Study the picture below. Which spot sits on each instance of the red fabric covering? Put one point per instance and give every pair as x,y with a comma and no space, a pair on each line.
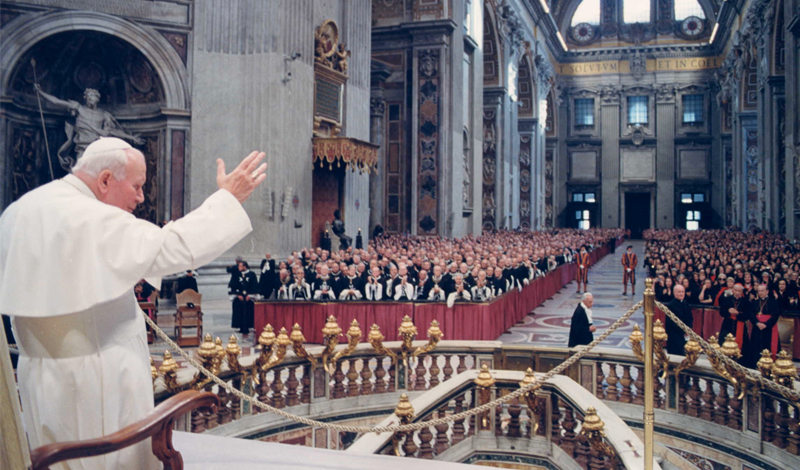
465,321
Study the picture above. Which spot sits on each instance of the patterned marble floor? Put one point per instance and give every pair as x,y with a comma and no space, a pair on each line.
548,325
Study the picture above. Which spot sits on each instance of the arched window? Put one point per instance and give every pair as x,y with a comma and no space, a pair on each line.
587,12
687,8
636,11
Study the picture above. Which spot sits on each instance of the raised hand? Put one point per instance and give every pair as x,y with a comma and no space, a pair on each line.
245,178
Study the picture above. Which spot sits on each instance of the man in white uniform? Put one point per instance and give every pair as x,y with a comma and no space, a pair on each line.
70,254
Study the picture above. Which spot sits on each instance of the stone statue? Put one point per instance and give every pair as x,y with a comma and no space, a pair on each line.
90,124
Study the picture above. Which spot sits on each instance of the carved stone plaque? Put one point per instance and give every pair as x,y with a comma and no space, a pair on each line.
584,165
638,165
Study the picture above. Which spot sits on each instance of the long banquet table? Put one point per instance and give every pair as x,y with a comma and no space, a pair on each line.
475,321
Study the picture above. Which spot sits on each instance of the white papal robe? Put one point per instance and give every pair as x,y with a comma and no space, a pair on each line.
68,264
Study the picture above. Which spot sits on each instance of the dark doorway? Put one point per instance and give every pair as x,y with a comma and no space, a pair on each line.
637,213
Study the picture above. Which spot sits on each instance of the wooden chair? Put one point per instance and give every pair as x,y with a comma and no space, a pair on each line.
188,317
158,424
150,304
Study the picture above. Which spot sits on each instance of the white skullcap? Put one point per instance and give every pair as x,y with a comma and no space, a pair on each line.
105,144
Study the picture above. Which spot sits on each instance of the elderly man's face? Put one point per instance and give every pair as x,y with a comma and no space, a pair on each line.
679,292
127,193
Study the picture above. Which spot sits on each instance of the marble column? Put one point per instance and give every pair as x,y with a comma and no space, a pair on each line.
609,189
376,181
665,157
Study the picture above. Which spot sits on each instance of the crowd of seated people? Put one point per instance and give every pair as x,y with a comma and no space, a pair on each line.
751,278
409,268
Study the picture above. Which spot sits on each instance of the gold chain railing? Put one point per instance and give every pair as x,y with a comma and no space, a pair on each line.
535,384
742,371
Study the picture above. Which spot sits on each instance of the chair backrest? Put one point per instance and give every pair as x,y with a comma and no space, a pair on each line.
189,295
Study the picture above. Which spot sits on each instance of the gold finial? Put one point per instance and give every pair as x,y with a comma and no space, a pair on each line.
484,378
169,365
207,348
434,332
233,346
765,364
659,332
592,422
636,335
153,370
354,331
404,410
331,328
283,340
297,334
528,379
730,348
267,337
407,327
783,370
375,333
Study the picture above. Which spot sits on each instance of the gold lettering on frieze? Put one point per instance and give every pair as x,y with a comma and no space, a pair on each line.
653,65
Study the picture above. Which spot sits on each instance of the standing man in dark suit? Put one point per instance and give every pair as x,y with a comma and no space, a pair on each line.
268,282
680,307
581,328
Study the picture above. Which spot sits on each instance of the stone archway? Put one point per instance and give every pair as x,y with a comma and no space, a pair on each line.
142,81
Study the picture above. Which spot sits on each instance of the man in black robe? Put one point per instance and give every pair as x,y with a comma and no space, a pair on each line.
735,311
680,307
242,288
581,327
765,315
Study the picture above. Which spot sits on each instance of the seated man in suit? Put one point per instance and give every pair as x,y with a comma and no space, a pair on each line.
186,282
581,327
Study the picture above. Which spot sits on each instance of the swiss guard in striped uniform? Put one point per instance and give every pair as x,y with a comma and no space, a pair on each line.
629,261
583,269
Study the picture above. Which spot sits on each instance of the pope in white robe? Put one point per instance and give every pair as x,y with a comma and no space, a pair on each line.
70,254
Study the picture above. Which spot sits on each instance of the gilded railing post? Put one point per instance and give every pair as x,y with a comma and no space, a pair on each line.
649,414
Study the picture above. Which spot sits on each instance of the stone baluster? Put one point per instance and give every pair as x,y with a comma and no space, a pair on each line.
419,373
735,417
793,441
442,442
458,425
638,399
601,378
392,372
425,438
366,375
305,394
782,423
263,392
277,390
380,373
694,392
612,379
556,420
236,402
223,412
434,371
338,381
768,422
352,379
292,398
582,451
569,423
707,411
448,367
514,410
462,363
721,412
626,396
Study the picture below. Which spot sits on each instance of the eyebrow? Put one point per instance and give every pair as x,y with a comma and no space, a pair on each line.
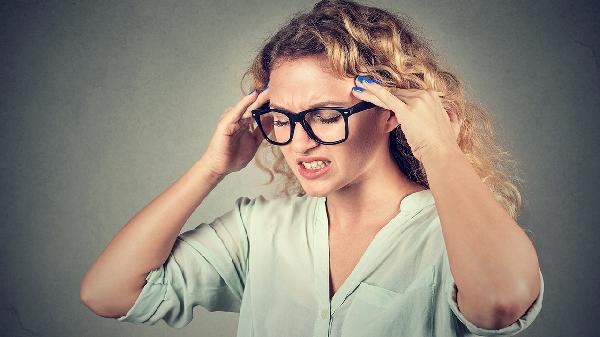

* _Exercise goal_: Repeat the full listing above exactly, with no pictures in the copy.

* _Exercise output_:
Study the picture below. Which spot sits on each instance of the red fabric covering? Put one point per instance and give every pair as x,y with a comma and no space, a pair on each line.
465,321
Study the picture above. Which spot sits on each instance of the patterned marble floor? Put one point per instance and give every pair as x,y with a comma and no space, a pair on each line.
548,325
Study the picture above. Which spot sits on each instance of the arched window? Put one point per instance and give every pair as x,y with a comma and no space, a pair on each line.
587,12
687,8
636,11
Study the picture above. Which spot sits on each instance of the raised hand? Put one point per instance and give every pair as x,y with a comma and no space, a pair on each line.
245,178
Study the picture above. Which spot sits on each instance of the man in white uniform? Put one point per instance and give every pair as x,y with a comma and no space, a pair on each line.
70,254
Study the picture above. Which spot sits on each instance of the stone statue? Put one point per instance and give every pair as x,y with a comma and no space, a pair on each line.
90,124
Study the picture above. Which spot sits on each instance of the carved stone plaque? Put one point per instance and give every pair as x,y with a comma and no space, a pair on each line.
584,165
638,165
Study the picture above. Which spot sits on each instance of the long banquet table? Put one point per instance and give every pair as x,y with a comma and no space, a pair on each line.
475,321
Study the picture above. Which spot sits on each instance of the white papal robe? Put one point per instance and give every pair as x,y with a comma and no space, a pair on each line.
68,264
Study the picture above. Which spot sits on each instance of the dark doorway? Put one point per instance and give every pair as x,y with a comma and no space, a pair on each line.
637,213
Study the picture above. Which spot sits on each instance of the wooden chair? Put one point per instance and give every pair as x,y with a comma and no space, a pair on each line.
188,317
158,424
150,304
Study the picture above. Which spot sits on each instance of the white skullcap? Put one point per instance and give every pair as x,y with a comma and no space, a pair on each line.
105,144
Study the picture above. Which spot sits on each instance of the elderly man's face? Put one point per instance and give every pair as x,y with a comma and no space, a pair on each line.
679,292
127,193
Study the picture above. Which spot sits on each instance of the marble column? Put one point per instance and give every pair as x,y with a comma and no space, a pair on each line.
609,189
376,181
665,157
Study the picture above. Which spot sits on each instance of the crowd of seated people? Put one point per instance and give every pair as x,y with a comma and no space, a pair on each line.
751,278
409,268
Study the picture above. Which spot sits on each instance of the gold chain railing? Put one point per instance and give every pair as x,y with a comma and no space, a pair on each line.
535,384
742,371
Study the picture above. Which spot sits on each instance of the chair backrest? Put one point per instance and give every pair as x,y with a comma and no space, a pair on each line.
189,295
Study the picture above. Which spot sits on each instance of the gold finial? Put one point per instance and give every pair as x,y with a comma and no space, a pair on each line.
484,378
169,365
207,348
434,332
233,346
765,364
659,332
592,422
636,335
153,370
354,331
404,410
331,328
283,340
297,334
528,379
730,348
267,337
407,327
783,370
375,333
Study the picture above. Which spot sits on each instance of the gold lettering on frieze? Put one point per instance and give every pair as x,y with a comma and no space, a pair on each line.
653,65
Study the picture above. Which spot sits on each instance of the standing man in dark suit? Put one point per instance and give every pair as x,y with a comma and no space, a pair on each line.
268,282
680,307
581,328
Study the picture above. Which spot sits on each instance of the stone archway? Put one point per instance and give every pair as x,y with a comma and no space, a pair on each line.
142,81
Study the picture above. Which spot sits on each instance of the man in black robe? Put one point per instance and give every pair as x,y with a comma and no space, a pair on each line.
735,311
680,307
242,288
581,327
765,315
Study the picture above. Which spot sits on each instance of the seated man in suit? Put one point per instance and give every pair as x,y with a comma and no space, a pair on each line.
186,282
581,327
Study the picture above. Which spot sits on each instance of the swiss guard in striped uniform? Put one point per instance and give every pair as x,y with a comma and no space, a pair on each line.
629,261
583,269
Study the picture above. Which spot sits on each instance of the pope in white robe? Put one point per instance and give every pair as x,y with a comma and no space, a pair on each line.
70,254
Study the picture above. Which spot sits on each instance of the gilded railing post? Put one point per instance and give every pair as x,y with a comma and no space, a pair on each line.
649,414
Study the picture above. Which spot sits on each instance of the stone baluster? Put one point per instance and give every pair as x,y with a comma and no space, a pair on each line.
419,373
735,417
793,441
442,442
458,425
638,399
601,378
392,372
425,438
366,375
305,394
782,423
263,392
277,390
380,373
694,392
612,379
556,420
236,402
223,412
434,371
338,381
768,422
352,379
292,398
582,451
569,423
707,411
448,367
514,410
462,363
721,412
626,396
Study the picture below. Which spot sits on each instance of the eyebrow? Put one point per instance and give every pair as x,y with a comma and no space, a pair on each line.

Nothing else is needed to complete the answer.